▶ [Stored items from a collection]:
========================================
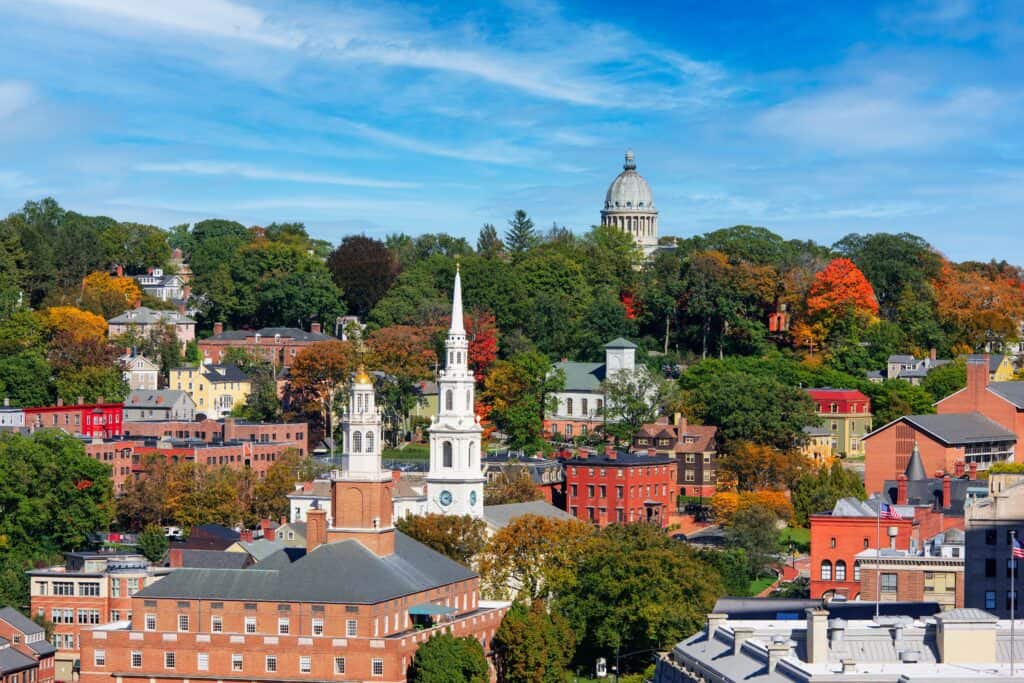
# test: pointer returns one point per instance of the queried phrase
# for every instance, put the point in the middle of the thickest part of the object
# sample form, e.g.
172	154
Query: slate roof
343	572
19	621
958	428
582	376
501	516
286	333
1011	391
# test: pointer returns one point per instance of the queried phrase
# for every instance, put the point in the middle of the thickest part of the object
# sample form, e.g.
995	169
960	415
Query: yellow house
216	389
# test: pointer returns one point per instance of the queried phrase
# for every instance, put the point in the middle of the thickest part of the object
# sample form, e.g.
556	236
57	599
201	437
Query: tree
459	538
753	528
841	287
532	645
635	589
364	269
320	375
153	543
633	398
520	237
488	244
445	658
818	492
513	484
531	555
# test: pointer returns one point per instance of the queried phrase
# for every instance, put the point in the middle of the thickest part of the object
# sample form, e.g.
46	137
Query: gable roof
582	376
342	572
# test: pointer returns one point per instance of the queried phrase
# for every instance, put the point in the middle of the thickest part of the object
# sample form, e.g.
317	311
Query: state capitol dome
629	205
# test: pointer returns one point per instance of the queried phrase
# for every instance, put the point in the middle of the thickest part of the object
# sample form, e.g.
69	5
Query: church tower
455	482
360	492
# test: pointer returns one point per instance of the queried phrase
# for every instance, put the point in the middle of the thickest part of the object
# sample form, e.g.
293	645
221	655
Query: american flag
888	512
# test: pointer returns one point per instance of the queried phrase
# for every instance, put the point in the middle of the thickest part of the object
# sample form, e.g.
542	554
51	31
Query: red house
99	419
621	487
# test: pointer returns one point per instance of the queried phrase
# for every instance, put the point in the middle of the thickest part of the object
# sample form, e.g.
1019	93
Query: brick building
279	346
693	447
100	419
617	486
88	589
847	415
947	442
25	654
353	605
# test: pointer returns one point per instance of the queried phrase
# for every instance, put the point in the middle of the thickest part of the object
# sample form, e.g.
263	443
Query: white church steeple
455	482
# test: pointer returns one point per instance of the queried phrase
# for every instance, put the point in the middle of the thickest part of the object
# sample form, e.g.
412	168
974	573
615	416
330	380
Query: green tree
636	589
458	537
445	658
521	237
819	491
532	645
153	543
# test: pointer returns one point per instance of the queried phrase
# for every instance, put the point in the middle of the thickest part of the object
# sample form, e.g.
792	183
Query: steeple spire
457	323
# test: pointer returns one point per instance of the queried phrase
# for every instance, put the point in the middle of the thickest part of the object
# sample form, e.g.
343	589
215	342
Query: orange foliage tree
109	296
839	287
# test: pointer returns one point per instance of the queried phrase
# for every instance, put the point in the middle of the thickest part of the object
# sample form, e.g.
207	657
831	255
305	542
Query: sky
814	120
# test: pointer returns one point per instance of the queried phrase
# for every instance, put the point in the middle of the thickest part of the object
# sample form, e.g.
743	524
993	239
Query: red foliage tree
840	286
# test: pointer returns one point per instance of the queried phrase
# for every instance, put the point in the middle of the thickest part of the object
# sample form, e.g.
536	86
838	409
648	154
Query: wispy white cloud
260	173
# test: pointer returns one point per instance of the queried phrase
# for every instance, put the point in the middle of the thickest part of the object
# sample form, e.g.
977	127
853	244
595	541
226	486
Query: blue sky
811	119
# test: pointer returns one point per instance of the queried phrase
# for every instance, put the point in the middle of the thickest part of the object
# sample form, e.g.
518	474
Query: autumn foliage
839	287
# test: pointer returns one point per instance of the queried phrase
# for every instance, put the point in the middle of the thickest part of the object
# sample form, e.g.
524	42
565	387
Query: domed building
629	206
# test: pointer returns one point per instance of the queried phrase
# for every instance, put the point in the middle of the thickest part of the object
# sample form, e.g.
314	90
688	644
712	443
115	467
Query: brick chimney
315	526
977	380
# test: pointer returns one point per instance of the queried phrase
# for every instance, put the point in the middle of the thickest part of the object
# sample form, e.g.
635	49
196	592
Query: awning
429	609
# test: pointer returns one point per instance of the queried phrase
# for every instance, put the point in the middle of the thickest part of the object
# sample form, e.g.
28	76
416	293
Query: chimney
817	635
315	526
715	620
977	380
740	634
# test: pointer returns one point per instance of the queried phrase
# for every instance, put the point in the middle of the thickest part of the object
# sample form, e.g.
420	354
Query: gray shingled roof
501	515
957	428
582	376
344	572
1012	391
19	621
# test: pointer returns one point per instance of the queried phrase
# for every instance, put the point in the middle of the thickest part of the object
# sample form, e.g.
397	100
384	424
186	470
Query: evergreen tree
520	237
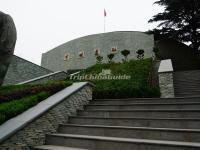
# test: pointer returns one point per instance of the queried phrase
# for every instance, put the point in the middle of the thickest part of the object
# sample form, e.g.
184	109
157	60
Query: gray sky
45	24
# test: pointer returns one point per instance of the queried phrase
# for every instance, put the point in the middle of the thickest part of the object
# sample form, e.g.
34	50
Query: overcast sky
44	24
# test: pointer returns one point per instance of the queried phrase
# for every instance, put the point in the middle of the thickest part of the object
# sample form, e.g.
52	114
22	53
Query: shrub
110	57
137	86
15	107
99	59
125	53
140	54
9	93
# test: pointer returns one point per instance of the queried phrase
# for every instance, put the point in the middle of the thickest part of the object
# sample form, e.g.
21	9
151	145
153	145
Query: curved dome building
81	53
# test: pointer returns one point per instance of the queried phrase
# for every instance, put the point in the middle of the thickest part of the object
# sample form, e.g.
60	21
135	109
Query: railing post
165	74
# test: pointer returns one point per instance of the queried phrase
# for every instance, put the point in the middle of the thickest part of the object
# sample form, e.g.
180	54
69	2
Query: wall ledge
41	77
15	124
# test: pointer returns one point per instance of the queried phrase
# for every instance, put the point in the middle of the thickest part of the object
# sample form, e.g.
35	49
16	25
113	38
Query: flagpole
105	20
104	24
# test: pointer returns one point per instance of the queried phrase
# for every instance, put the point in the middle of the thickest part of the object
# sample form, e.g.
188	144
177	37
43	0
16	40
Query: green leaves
180	21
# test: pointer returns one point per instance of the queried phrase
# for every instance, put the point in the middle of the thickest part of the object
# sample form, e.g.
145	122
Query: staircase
187	83
131	124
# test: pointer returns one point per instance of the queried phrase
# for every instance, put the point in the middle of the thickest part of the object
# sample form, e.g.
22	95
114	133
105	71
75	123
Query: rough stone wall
166	84
34	133
54	59
22	70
========================================
▶ [Requirement]:
Repeat the entries exactly. Pictures are excluded from the copy.

▶ [Complete answer]:
# test: pointer returns one point per instance of the queried phrase
# for every instance, put the point in the middle of the thickest part of the object
# sample form, e.g.
172	154
Query: slate roof
343	572
19	621
958	428
582	376
501	516
286	333
1011	391
# test: pointer returns one point per instance of the queried phrase
# for every instance, put the point in the middle of the thickest part of the object
# sample form, e.g.
995	169
960	415
Query: yellow house
216	389
# test: pointer returns one point per instance of the queried phrase
# for every instance, put the point in the middle of the thickest part of the object
# sample form, e.g.
556	236
57	599
201	437
Query: tree
459	538
753	528
841	287
532	645
635	589
364	269
320	375
153	543
633	398
520	237
488	244
445	658
818	492
513	484
531	555
# test: pointer returns one point per instance of the queried phrase
# for every instance, put the point in the middle of the thickest part of the object
# sample form, e.g.
46	137
Query: gable roof
582	376
342	572
# test: pointer returns one point per instance of the queried phrase
# for every instance, put the point in the middle of the thickest part of the object
# sample form, e.g.
317	311
Query: state capitol dome
629	205
# test: pointer returns one point per instance of the queried phrase
# for every instance, put the point in the middle of the thickest part of the object
# sample form, e.g.
69	5
Query: church tower
455	482
360	492
# test: pointer returns one point per instance of the queried phrase
# for every instance, put the point in the middle of the thickest part of the object
# sample form, e.g.
293	645
221	655
Query: american flag
888	512
# test: pointer returns one point per instance of the queried phrase
# for every instance, put the point in the middle of the thickest part of the object
# sample form, e.g.
542	554
51	31
Query: red house
99	419
621	487
# test: pointer returns one point per instance of the queried phrase
# for every instance, put the point in the middle of the thickest part of the object
# sample form, e.g.
1019	93
Query: brick building
279	346
693	447
100	419
617	486
88	589
847	415
947	442
25	654
353	605
# test: pointer returns one point per instance of the queried phrase
# for every instance, put the point in the middle of the thickest part of the object
# sample form, e.g.
263	443
Query: white church steeple
455	482
# test: pointer returns one point per instance of the queried phrase
# for every instance, put the point in the middle of the thickest part of the object
# sample form, e.g.
412	168
974	573
615	416
330	380
Query: green tree
636	589
458	537
445	658
521	237
819	491
532	645
153	543
# test: pointer returns one point per instance of the queried phrase
# for every instance, put the point in the middle of the thickest part of the object
# sample form, e.g.
792	183
Query: steeple spire
457	323
# test: pointer returns one point per instance of the queried phrase
# for every instance, put the point in the middle of the thickest part of the object
# sample form, e.g.
343	589
215	342
Query: orange foliage tree
109	296
839	287
# test: pointer returns one point per instance of the queried phrase
# for every instance, put the point in the middle of the thickest part of the object
# sample form, e.g.
207	657
831	255
305	542
Query: sky
814	120
# test: pointer returns one point per instance of the queried phrase
# for every instance, put the point in the middle of the thickest part of the object
# sample form, e.g.
743	524
993	239
Query: red foliage tree
840	286
# test: pointer returns one point per instance of the queried phrase
# for every instance, put the point in the middle of the thickest part of the object
# sample form, e.g.
536	86
838	409
648	154
Query: wispy white cloud
260	173
# test: pointer returns one point per instance of the queried phrase
# for every instance, put the point in the middle of the thickest part of the object
# sample form, e.g.
977	127
853	244
595	541
226	486
Query: blue sky
811	119
# test: pointer returns one point per instance of the queried phrase
# for every instance, put the point in the middle of the thickest part of the object
# sample form, e.g.
518	474
Query: autumn foliage
839	287
# test: pointer returns one point per instance of the queried phrase
# for every instance, put the point in the middle of the thickest part of the object
# sample form, e.g.
524	42
565	387
Query: domed building
629	206
# test: pointer returns one point per instance of the queried phrase
# for every instance, put the point in the middle of the thickest part of the object
# sample form, e.g.
314	90
688	644
712	443
115	467
Query: brick chimney
315	526
977	380
# test: pointer returns one point per instance of the queried phrase
# for every instance, put the point in the middle of the thickest part of the object
# sample form, e.g.
635	49
196	592
Query: awning
429	609
# test: pointer returns one point per instance of the queried phrase
# for every instance, put the point in the middle of the thickest part of the object
# sample form, e.g.
28	76
416	293
Query: chimney
817	635
315	526
715	620
977	380
740	634
# test: pointer returns one point per instance of the queried phrase
# for every instance, put the point in the middle of the thickest part of the object
# sample form, e.g.
420	354
Query: gray shingled roof
501	515
957	428
582	376
344	572
1012	391
19	621
# test: pointer returns one point per instance of the queried phrase
# for every instance, put the point in the middle of the thickest part of the object
# sample form, e.g.
397	100
384	424
186	470
Query: evergreen tree
520	237
# test: pointer returns one point per instance of the queried phrase
# for every instance, put the point in the middle of the thickest part of the object
# sample form, e.g.
184	109
157	60
Query: gray sky
45	24
# test: pointer returns one point per instance of the queried phrase
# for every instance, put the point in the middle of the thickest part of the object
# sample form, e.g.
34	50
Query: overcast sky
44	24
# test: pointer returns one point per instance of the queried phrase
# for every instance, put the point in the middle of the thickest part of the object
# sample form, e.g.
52	114
22	53
Query: shrub
110	57
137	86
15	107
99	59
125	53
140	54
9	93
# test: pointer returns one point per instance of the queried phrase
# for every instance, put the point in the middle of the thickest part of the object
# sample form, e.g.
21	9
151	145
153	145
Query: curved dome building
81	53
# test: pointer returns one point per instance of the queried phrase
# for every instance, put the point in the middle of the thickest part of the object
# sample form, e.g.
60	21
135	109
Query: railing post
165	74
# test: pointer returns one point per instance of the queried phrase
# for every instance, put the point in the middle of the thickest part of the object
# sample form, e.g.
180	54
69	2
Query: wall ledge
41	77
15	124
# test: pointer returns one point per instance of the queried phrase
# for every instance, put the point in the middle of the thickest part of the object
# sample form, e.g.
35	49
16	25
113	38
Query: flagpole
105	20
104	24
# test: pointer returns one point per instance of the queried phrase
# for every instance, put the point in the middle of the thickest part of the object
# sample form, e.g.
188	144
177	37
43	0
16	40
Query: green leaves
180	21
# test: pointer returns one point per instance of the queried phrase
# for every instance, put the point in the middle of the thickest part of the object
# sample form, e.g.
145	122
Query: staircase
187	83
131	124
# test: pointer returns one point per instance of the queried phrase
# for every instance, put the point in the middle of the thickest part of the object
# sample form, e.g.
22	95
114	133
105	71
75	123
Query: rough stone wall
166	84
34	133
54	59
22	70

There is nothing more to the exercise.